→ **Extrait source**
···
Ivresse livresque

Une floraison d’ouvrages autour du peintre

Le Journal des Arts

Le 24 octobre 2003 - 1004 mots

À l’occasion du centenaire de la mort de Gauguin (1848-1903), les nouvelles publications consacrées à l’artiste sont légion. Nous vous en proposons une sélection.

 Voyage express à Tahiti
Résumés historiques, commentaires d’œuvres et citations de Gauguin émaillent ce minilivre dédié aux séjours tahitiens de l’artiste et signé Claire Frèches-Thory, conservateur en chef au Musée d’Orsay et commissaire de l’exposition du Grand Palais. Il ne manque à cette collection qu’une chronologie sommaire et des légendes complètes – comme toujours dans les “Découvertes Gallimard”, le lieu de conservation des œuvres fait cruellement défaut.
- Claire Frèches-Thory, Gauguin à Tahiti,  Découvertes Gallimard, en coédition avec la RMN, 48 p., 7,50 euros. ISBN 2-07-030156-7.

Gauguin de A à Z
La collection “ABCdaires” s’est, elle aussi, enrichie d’un volume sur Gauguin. Claires et didactiques, ses 80 notices déclinent, après un court récit biographique, les lieux, (Le Pouldu, Pérou, Pont-Aven, Tahiti…), les contemporains (Émile Bernard, Van Gogh, Pissarro), les techniques (céramique, gravure, photographie), les courants stylistiques (impressionnisme, symbolisme, synthétisme) et les œuvres qui comptèrent dans la vie de l’artiste.
- Isabelle Cahn, ABCdaire de Gauguin, 120 p., 100 ill., éd. Flammarion, 9,95 euros. ISBN 2-08011-096-9.

L’œuvre commenté
Des premières toiles influencées par Pissarro aux dernières œuvres tahitiennes, ce livre organisé en notices évoque, dans une traduction parfois maladroite, l’itinéraire plastique de Gauguin.
- Peggy Vance, Gauguin, 160 p., 100 ill., 25 euros. ISBN 2-85025-873-3.
···
→ **Consigne de l'exercice**
Recopiez mot pour mot l'article sur les publications consacrées à Gauguin, en commençant à « Le 24 octobre » et en terminant à « proposons une sélection. ». Les lignes qui viennent ensuite forment un matériau distinct de l'article sur les publications consacrées à Gauguin.

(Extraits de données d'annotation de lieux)
···
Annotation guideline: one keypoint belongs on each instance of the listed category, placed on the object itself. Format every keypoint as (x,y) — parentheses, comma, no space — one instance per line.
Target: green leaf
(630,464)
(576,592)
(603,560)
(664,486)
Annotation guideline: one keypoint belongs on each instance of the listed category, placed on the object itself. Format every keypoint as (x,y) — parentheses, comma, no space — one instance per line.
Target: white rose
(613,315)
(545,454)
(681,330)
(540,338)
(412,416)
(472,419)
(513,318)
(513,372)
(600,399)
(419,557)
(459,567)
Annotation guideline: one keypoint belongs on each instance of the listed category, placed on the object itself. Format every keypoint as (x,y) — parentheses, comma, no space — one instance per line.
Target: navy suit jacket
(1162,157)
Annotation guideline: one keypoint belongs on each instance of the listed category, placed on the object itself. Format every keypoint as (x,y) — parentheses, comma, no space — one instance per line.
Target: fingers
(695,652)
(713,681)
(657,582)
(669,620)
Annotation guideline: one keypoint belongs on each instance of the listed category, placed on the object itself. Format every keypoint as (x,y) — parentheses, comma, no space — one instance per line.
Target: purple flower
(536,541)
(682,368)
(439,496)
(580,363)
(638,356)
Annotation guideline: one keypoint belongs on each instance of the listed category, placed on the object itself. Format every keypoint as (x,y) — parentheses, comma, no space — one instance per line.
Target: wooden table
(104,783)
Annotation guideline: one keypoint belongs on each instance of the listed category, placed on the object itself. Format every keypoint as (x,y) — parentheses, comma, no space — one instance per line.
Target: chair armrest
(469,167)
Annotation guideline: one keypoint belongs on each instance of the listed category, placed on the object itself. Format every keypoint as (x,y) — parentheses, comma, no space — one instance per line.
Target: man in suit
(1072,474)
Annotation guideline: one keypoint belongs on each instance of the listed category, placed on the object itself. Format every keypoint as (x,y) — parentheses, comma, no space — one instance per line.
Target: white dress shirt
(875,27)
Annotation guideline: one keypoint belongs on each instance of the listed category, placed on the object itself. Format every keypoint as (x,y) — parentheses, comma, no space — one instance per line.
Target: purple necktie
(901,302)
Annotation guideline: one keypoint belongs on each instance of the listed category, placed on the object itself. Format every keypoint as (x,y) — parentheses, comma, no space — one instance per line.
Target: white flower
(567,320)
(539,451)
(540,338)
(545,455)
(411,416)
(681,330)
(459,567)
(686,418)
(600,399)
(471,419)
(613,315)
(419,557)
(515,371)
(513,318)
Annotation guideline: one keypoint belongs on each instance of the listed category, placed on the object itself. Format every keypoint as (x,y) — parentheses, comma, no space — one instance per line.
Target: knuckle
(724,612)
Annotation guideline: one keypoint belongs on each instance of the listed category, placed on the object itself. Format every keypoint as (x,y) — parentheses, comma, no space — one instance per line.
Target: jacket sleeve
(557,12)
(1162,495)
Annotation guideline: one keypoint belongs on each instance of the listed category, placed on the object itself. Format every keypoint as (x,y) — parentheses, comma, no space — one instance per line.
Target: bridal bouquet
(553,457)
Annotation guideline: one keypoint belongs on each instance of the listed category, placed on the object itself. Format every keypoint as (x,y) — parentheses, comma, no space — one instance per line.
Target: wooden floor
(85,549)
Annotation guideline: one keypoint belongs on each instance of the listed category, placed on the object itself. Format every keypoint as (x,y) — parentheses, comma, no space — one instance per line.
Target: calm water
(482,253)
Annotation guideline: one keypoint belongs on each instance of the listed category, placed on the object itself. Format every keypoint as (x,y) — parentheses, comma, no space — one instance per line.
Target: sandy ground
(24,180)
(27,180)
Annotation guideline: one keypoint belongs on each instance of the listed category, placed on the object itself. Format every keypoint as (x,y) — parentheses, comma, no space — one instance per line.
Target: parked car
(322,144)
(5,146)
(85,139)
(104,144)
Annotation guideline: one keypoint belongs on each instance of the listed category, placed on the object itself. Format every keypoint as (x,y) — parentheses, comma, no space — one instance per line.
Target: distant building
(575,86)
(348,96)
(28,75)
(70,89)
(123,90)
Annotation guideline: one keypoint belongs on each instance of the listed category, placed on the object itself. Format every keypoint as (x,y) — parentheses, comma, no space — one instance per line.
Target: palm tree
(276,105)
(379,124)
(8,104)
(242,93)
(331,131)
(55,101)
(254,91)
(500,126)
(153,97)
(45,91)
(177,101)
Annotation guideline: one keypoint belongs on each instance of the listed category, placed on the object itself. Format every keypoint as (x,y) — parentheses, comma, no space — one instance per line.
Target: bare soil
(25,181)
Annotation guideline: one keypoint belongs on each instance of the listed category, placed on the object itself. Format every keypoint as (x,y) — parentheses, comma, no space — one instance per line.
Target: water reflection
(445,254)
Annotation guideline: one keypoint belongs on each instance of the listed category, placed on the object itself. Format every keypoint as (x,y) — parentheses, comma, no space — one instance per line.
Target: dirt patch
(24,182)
···
→ **Résultat obtenu**
Le 24 octobre 2003 - 1004 mots

À l’occasion du centenaire de la mort de Gauguin (1848-1903), les nouvelles publications consacrées à l’artiste sont légion. Nous vous en proposons une sélection.